**Work order:**
Output every record exactly, and nothing more.

(Referring expression data)
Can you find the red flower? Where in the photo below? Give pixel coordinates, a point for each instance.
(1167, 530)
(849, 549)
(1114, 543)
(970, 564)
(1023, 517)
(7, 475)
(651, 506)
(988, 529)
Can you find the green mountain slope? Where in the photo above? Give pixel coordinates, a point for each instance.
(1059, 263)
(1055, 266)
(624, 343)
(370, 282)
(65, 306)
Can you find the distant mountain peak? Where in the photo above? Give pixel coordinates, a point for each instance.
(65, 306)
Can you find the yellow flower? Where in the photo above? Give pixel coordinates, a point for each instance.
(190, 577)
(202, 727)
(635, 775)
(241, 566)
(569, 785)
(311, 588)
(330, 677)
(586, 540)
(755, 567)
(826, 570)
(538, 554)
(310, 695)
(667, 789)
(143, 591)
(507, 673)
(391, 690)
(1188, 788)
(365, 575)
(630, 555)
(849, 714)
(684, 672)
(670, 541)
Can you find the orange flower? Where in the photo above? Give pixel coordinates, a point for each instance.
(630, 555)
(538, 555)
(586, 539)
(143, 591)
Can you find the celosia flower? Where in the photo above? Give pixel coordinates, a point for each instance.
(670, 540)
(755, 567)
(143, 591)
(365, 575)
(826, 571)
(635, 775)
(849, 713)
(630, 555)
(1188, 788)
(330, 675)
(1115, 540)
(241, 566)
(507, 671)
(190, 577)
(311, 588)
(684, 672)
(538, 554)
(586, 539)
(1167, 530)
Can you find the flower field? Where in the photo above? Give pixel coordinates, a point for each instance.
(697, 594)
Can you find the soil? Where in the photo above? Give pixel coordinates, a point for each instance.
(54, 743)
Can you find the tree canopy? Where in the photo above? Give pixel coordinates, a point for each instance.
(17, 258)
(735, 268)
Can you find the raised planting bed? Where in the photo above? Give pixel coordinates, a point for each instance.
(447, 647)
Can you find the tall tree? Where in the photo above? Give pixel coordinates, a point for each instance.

**Completed task:**
Can you find the red flower? Where in the photo below? Give pixel coordinates, a point for each instance.
(1167, 530)
(849, 549)
(1114, 543)
(970, 564)
(1023, 517)
(7, 475)
(651, 506)
(988, 529)
Can you find the green mountain slope? Where in the photo above? Give pixel coordinates, a point for each instance.
(1059, 263)
(1055, 266)
(624, 343)
(370, 282)
(65, 306)
Can you find the distant mountain peak? Where in the photo above? Give pixel coordinates, a point for each instance.
(65, 306)
Can you find the yellow flower? Where in the photo above? Give pixel coordinates, a point for each instance.
(190, 577)
(202, 727)
(635, 775)
(241, 566)
(569, 785)
(311, 588)
(330, 677)
(586, 540)
(755, 567)
(826, 570)
(538, 554)
(310, 695)
(667, 789)
(143, 591)
(507, 673)
(391, 690)
(1188, 788)
(365, 575)
(630, 555)
(849, 714)
(684, 672)
(670, 541)
Can you find the orange flower? Where in the photo above? Give pixel coordinates, a point for each instance.
(630, 555)
(538, 555)
(586, 539)
(143, 591)
Can you find the celosia flower? Where in the photo above? Give pixel coordinates, a point for each instance.
(670, 540)
(755, 567)
(143, 591)
(365, 575)
(826, 571)
(635, 775)
(849, 713)
(630, 555)
(1188, 788)
(330, 675)
(1115, 540)
(241, 566)
(507, 671)
(190, 577)
(311, 588)
(684, 672)
(538, 554)
(586, 539)
(1167, 530)
Can you find the flower field? Where in the photo above? Give pixel coordinates, a point for each instance.
(697, 594)
Can you find the soil? Where in the photo above? Give pixel coordinates, a point for each instance.
(54, 743)
Can you find the tree canopy? Where in the photo above? Give pixel coordinates, a point for each instance.
(17, 258)
(735, 268)
Can you find the raised planting bed? Where in the photo above? Give pixel coordinates, a point for each instance.
(447, 647)
Can you find the tall tree? Where in the photo above? Give pixel coordinates, a point for each instance.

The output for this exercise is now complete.